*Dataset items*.

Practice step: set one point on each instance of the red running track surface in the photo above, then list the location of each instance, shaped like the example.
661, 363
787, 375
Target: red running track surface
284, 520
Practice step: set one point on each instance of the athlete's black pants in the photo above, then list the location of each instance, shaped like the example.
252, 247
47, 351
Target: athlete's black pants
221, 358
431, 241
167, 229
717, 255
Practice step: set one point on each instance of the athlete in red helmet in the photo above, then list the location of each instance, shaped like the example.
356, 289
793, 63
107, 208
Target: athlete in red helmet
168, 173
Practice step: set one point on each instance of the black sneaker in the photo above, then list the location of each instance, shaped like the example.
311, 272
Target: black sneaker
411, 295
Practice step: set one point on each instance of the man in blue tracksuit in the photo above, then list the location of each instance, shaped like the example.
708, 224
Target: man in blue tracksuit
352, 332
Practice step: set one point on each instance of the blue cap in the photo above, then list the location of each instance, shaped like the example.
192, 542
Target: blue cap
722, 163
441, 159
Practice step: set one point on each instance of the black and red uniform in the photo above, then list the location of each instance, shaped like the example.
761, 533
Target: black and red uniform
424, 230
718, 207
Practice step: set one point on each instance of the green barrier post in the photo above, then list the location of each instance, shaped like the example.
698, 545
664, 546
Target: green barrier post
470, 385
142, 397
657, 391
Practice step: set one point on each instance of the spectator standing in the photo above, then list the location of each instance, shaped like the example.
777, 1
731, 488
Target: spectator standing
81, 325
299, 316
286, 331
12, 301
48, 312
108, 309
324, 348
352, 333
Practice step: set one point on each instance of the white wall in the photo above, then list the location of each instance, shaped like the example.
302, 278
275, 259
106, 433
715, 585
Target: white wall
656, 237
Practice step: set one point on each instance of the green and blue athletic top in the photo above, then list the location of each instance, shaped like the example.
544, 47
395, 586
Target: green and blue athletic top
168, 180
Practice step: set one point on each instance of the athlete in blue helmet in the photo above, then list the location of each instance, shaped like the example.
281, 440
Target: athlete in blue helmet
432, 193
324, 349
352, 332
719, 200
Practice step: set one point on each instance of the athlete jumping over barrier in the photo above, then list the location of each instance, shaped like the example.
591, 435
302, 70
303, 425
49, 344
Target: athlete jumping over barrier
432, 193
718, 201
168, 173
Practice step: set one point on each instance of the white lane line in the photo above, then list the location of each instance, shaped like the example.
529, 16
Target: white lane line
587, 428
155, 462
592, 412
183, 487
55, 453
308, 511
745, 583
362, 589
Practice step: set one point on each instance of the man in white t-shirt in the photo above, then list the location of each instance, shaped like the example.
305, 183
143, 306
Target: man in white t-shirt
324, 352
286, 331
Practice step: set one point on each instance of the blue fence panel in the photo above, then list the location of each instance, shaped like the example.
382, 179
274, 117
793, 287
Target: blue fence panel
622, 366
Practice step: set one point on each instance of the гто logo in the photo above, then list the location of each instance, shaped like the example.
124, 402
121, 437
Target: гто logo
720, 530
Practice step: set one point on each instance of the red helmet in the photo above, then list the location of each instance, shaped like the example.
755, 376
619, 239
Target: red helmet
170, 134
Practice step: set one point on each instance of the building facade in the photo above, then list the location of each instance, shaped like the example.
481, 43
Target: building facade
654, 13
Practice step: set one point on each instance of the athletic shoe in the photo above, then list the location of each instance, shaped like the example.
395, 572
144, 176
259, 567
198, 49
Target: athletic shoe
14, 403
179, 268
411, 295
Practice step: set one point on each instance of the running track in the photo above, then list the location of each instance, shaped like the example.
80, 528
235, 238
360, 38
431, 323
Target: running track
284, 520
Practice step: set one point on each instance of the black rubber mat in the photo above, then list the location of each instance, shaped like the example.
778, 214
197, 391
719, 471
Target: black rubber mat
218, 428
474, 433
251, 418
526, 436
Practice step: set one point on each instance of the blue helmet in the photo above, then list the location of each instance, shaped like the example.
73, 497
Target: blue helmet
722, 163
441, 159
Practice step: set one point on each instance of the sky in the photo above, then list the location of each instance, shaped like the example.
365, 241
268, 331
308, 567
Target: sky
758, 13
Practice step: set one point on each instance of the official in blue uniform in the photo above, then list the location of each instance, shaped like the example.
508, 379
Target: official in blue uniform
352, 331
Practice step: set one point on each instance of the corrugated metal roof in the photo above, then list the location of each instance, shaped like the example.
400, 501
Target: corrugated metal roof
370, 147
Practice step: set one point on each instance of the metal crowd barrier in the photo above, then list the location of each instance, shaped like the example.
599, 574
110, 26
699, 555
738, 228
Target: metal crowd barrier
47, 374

---

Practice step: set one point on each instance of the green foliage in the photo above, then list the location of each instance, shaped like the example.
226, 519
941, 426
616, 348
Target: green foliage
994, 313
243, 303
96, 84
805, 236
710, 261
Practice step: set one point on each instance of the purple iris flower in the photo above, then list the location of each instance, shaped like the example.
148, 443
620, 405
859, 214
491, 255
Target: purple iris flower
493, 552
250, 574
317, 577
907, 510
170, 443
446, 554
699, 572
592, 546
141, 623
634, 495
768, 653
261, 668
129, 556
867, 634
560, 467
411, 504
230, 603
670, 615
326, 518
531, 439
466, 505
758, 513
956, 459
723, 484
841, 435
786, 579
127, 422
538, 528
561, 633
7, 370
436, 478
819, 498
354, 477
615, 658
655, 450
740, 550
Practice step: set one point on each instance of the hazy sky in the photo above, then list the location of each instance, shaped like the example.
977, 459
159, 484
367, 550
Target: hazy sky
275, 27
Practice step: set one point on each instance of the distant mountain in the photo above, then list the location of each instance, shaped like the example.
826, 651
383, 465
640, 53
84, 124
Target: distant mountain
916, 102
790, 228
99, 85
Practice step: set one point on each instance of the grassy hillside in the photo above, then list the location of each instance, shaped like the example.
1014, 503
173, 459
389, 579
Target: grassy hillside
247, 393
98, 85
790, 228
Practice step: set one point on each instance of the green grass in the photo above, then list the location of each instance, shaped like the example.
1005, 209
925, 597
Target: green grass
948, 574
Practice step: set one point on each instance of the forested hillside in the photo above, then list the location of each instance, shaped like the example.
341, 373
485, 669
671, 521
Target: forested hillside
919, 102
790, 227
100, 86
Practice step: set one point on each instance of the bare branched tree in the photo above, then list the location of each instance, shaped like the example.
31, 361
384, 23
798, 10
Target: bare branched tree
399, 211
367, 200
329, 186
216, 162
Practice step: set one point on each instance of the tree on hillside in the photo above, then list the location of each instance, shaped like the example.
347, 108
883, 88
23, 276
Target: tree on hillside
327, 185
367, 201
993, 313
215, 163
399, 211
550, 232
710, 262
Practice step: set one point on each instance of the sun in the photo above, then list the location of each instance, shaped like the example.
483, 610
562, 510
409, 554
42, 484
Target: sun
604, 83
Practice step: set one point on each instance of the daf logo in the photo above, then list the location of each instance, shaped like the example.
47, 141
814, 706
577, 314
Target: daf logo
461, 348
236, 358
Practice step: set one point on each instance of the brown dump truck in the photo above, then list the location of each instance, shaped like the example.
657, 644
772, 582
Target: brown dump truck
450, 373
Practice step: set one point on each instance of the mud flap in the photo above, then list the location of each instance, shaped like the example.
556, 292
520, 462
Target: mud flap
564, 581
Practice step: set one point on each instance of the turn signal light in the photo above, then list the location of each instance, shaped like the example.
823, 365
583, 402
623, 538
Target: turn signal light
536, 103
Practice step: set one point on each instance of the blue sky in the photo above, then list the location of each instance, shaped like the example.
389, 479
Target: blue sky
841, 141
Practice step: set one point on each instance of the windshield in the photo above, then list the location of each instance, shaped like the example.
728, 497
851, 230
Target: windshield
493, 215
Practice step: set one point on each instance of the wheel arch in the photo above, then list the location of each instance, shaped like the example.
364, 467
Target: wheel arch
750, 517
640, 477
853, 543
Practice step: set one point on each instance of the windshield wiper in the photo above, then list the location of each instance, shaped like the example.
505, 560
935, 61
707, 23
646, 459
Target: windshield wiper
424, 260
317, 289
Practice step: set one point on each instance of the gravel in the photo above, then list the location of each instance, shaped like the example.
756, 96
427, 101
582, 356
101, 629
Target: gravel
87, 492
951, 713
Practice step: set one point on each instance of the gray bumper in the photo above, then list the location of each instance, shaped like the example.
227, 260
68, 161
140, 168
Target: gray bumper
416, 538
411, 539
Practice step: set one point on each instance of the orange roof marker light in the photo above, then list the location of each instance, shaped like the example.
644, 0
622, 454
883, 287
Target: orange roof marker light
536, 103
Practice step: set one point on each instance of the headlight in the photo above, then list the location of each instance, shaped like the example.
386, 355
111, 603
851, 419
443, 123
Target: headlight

*TASK TO COMPLETE*.
Please quote the rows from the line with "Practice step: set one point on each instance of the turn" up to and including the line with "Target: headlight", reproducing each line word for word.

*COMPLETE ANSWER*.
Practice step: set one point on each instance of the turn signal light in the photo above, then list the location of each instance, shaped like the example.
823, 365
583, 402
623, 538
Target: turn signal light
536, 103
Practice step: set one point on each instance of the blue sky in the photo above, then list the location of each instance, shaped like the example.
389, 479
Target: blue sky
841, 141
Practice step: set one point on each instance of the windshield in the photo above, then list the location of each instance, shaped like the example.
728, 497
851, 230
Target: windshield
493, 215
Practice step: set one point on each instance of the wheel arch in the photo above, then list the location of each instance, shaped like the example.
364, 467
Target: wheel arch
750, 517
640, 477
853, 543
Practice step: set one point on each instance of the windshield wiper in the photo above, then list the location of each instance, shaped like the example.
505, 560
935, 61
707, 23
646, 459
Target: windshield wiper
424, 260
317, 289
Practice step: set one point on each instance of the gravel in the photo above, then list the location of each instance, shaped like the example.
756, 96
427, 101
582, 356
101, 629
Target: gravel
87, 492
951, 713
Practice step: set one point on each instance of the gray bumper in the photo above, then list the location of each instance, shaped like the example.
227, 260
68, 161
140, 168
Target: gray bumper
416, 538
411, 539
Practice step: set one point on each instance of the orange roof marker light in the photo above, then list the location of each instance, shaped like the example.
644, 0
622, 454
883, 287
Target: orange roof marker light
536, 103
Practice step: set one point on each instance of the headlight in the photo above, then list the location of each instance, shaped like the example.
386, 355
111, 603
851, 419
443, 123
Target: headlight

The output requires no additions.